DIRECTIVE:
Render the data as a JSON list of strings, one per line with blank lines omitted, starting with the line containing "Target: <item>tree line</item>" and going on through the line containing "705 213 L 676".
----------
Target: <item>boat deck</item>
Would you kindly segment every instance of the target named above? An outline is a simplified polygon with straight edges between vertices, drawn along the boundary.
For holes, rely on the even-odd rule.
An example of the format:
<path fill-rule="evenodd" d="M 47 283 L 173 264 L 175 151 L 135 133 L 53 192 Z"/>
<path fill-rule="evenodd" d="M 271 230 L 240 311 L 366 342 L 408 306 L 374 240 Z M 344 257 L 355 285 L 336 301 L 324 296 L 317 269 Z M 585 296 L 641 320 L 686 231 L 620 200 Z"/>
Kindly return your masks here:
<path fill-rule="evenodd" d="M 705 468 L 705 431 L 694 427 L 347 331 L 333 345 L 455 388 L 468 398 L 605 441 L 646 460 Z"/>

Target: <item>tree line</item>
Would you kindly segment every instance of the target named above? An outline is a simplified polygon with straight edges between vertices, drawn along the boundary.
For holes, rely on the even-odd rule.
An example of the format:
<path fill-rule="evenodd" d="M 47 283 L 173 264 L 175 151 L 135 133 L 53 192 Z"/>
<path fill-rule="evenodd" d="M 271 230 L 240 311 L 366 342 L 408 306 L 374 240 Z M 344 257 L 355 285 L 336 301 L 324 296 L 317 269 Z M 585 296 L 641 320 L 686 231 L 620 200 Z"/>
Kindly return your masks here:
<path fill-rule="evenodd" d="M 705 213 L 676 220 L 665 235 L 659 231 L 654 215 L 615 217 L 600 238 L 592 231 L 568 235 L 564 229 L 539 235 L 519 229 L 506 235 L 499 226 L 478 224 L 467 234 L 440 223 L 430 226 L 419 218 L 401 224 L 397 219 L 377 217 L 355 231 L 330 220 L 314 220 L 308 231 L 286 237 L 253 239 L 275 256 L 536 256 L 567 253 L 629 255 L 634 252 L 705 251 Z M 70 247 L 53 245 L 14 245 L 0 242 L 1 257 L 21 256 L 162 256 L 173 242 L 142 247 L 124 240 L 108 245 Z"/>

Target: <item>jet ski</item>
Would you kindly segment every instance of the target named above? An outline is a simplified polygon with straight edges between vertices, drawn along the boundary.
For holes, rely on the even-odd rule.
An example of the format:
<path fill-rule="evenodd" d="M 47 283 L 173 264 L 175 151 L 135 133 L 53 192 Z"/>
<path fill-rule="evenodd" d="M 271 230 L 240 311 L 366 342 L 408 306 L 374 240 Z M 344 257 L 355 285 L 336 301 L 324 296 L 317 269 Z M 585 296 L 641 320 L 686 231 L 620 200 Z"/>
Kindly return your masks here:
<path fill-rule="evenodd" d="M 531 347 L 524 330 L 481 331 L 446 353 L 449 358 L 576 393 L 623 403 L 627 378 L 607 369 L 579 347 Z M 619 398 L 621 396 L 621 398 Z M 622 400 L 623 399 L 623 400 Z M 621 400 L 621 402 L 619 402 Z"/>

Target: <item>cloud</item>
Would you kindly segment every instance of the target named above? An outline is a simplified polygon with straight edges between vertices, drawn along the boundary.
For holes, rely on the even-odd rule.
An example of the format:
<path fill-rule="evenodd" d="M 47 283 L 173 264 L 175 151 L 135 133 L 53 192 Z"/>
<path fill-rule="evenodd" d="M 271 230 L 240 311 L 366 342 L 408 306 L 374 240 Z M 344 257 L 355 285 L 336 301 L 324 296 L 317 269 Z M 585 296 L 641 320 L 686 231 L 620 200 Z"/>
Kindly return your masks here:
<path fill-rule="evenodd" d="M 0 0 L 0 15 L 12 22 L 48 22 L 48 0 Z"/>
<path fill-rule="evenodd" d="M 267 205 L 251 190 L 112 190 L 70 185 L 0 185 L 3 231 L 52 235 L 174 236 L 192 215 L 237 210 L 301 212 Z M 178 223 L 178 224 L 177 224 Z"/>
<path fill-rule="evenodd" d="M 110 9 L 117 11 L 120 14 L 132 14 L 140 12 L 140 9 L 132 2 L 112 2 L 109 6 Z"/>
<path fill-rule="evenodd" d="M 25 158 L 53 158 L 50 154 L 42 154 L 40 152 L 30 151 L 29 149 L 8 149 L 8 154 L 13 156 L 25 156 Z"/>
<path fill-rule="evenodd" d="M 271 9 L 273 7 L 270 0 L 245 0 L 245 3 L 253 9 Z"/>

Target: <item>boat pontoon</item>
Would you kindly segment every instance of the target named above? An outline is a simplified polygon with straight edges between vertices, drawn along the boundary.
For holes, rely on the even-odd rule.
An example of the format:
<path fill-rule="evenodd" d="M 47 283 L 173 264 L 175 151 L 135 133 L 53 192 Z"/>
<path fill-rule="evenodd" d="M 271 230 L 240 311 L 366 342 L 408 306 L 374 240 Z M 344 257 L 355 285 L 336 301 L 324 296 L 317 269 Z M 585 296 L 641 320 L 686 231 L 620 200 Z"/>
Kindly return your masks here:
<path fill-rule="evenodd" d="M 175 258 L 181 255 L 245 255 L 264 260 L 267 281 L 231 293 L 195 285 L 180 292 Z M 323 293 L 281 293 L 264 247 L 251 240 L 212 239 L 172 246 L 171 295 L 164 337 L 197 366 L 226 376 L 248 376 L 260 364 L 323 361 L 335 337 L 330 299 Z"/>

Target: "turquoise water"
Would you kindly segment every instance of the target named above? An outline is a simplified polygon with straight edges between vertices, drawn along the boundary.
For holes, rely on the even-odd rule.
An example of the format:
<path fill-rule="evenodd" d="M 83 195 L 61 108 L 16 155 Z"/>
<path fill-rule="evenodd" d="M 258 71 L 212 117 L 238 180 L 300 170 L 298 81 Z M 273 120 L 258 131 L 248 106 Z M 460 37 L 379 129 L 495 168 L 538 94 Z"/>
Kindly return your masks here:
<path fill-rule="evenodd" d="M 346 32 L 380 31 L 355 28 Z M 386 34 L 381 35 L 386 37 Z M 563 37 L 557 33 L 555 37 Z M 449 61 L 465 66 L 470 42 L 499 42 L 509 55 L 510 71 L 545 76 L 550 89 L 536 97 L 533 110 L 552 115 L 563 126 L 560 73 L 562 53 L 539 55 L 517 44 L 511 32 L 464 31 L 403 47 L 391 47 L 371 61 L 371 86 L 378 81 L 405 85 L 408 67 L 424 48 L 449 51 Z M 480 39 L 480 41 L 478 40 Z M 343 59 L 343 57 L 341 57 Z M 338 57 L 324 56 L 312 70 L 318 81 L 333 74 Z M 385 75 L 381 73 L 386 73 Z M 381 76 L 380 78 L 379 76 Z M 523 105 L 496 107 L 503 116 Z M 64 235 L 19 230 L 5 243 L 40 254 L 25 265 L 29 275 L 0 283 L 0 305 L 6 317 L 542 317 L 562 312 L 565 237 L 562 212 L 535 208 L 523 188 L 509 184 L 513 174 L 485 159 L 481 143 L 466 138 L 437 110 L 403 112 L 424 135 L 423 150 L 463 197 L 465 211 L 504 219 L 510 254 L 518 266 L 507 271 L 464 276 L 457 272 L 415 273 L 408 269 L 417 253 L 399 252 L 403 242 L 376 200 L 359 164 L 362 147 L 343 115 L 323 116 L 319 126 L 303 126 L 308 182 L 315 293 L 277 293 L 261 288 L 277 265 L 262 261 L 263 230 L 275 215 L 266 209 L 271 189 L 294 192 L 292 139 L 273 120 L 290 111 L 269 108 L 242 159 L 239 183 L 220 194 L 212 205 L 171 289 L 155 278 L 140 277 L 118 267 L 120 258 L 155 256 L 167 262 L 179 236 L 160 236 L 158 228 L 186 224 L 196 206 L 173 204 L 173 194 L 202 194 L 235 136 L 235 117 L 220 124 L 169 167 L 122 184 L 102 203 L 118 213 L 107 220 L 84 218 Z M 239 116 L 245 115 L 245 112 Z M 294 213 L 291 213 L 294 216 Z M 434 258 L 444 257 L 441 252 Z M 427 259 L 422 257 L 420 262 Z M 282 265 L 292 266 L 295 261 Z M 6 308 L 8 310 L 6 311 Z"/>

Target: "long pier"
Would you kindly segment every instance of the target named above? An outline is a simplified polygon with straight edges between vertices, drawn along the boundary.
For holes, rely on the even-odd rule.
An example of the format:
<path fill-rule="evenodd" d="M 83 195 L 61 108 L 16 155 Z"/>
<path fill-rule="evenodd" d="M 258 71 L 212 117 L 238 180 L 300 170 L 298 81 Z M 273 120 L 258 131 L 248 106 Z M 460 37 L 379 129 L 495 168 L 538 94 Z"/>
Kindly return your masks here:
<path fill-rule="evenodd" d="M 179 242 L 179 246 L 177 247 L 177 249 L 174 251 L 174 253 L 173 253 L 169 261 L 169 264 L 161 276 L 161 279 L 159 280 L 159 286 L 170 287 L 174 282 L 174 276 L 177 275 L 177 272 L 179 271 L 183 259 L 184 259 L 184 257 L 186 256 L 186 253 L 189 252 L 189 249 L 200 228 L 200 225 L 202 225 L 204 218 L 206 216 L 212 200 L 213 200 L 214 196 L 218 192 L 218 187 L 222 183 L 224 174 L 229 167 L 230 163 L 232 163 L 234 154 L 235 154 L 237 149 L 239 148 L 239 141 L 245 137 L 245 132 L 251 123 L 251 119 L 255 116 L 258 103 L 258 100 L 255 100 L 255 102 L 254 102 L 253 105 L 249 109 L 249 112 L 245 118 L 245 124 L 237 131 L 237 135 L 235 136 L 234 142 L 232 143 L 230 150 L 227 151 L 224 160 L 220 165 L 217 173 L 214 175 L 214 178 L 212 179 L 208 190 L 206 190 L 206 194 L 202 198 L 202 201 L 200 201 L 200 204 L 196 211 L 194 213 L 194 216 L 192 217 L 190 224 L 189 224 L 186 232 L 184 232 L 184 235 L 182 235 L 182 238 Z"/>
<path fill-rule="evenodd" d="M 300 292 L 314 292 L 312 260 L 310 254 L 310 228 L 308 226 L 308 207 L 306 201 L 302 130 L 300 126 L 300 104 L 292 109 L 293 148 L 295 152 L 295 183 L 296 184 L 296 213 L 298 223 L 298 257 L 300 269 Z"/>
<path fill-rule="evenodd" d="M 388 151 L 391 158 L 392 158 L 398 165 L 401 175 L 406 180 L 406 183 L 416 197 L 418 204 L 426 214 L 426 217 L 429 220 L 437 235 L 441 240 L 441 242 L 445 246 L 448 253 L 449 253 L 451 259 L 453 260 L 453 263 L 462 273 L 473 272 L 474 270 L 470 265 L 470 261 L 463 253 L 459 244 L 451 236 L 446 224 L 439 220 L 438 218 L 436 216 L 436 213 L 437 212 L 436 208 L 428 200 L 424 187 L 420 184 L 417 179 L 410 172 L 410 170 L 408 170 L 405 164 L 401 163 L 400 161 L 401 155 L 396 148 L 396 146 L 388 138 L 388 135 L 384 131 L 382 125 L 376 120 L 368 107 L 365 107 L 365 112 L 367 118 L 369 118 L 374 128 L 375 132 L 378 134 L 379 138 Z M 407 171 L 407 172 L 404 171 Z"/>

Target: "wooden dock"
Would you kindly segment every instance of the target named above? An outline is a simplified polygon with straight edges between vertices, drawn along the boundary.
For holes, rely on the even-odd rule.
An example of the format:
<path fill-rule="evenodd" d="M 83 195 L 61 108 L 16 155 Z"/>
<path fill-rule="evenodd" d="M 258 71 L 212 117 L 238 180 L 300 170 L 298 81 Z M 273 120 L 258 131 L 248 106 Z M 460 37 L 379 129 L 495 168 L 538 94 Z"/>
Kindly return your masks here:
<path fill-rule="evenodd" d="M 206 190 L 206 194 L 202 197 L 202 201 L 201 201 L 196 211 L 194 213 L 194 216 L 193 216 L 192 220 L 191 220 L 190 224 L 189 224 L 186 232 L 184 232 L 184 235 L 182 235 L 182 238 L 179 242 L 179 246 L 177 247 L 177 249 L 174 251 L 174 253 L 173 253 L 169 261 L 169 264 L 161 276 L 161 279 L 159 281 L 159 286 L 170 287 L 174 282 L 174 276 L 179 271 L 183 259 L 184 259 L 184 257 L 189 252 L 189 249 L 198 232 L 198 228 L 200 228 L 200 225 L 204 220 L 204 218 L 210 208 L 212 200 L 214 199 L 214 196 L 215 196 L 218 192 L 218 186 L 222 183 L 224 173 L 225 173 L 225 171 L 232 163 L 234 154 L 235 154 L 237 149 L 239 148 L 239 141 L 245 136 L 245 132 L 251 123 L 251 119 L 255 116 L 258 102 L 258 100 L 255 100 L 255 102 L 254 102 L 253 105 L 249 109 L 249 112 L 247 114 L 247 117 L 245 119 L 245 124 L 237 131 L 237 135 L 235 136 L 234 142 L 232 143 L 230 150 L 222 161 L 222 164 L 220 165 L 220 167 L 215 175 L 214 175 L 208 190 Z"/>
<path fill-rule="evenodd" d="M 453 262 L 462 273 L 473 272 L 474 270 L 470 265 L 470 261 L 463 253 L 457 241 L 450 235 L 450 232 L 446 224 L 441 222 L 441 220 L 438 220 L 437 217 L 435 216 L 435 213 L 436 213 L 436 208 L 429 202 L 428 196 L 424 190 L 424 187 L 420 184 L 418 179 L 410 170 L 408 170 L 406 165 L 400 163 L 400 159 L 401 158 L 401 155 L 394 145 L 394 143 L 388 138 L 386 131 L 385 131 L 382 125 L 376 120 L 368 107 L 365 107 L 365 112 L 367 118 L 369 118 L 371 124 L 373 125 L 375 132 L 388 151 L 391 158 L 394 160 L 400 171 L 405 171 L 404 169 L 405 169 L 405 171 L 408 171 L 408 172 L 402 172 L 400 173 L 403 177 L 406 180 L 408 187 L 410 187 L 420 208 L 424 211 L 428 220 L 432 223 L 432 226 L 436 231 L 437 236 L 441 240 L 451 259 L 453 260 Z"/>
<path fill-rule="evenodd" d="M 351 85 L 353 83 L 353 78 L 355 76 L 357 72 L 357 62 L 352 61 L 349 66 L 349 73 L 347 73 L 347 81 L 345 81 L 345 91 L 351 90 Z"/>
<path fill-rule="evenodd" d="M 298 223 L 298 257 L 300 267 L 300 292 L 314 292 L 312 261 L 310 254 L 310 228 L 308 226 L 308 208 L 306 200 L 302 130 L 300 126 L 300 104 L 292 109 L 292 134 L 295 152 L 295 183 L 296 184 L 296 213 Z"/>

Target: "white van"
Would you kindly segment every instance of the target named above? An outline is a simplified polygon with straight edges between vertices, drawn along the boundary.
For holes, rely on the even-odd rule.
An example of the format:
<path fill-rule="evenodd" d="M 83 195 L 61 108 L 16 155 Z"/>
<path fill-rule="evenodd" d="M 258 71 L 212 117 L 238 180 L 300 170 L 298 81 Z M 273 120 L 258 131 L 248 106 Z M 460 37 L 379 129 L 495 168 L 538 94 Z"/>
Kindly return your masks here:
----------
RESPONSE BELOW:
[
  "Target: <item>tree line</item>",
  "Would you kindly segment every instance of the target named above? An outline is a simplified polygon with straight edges between vertices, drawn along the boundary.",
  "For holes, rely on the even-odd rule.",
  "An example of the format:",
  "<path fill-rule=\"evenodd\" d=\"M 47 283 L 173 264 L 175 151 L 135 133 L 53 192 Z\"/>",
  "<path fill-rule=\"evenodd\" d=\"M 271 230 L 240 311 L 366 342 L 408 306 L 374 240 Z M 344 257 L 355 285 L 336 301 L 324 296 L 317 269 Z M 585 296 L 641 320 L 686 231 L 620 200 Z\"/>",
  "Kindly return your masks here:",
  "<path fill-rule=\"evenodd\" d=\"M 705 213 L 676 220 L 665 235 L 659 231 L 654 215 L 615 217 L 600 238 L 592 231 L 568 235 L 564 229 L 539 235 L 519 229 L 506 235 L 499 226 L 478 224 L 467 234 L 440 223 L 430 226 L 419 218 L 401 224 L 397 219 L 377 217 L 355 231 L 330 220 L 314 220 L 308 231 L 286 237 L 253 239 L 275 256 L 536 256 L 567 253 L 629 255 L 634 252 L 705 251 Z M 70 247 L 53 245 L 14 245 L 0 242 L 1 257 L 21 256 L 162 256 L 173 242 L 142 247 L 124 240 L 108 245 Z\"/>"
]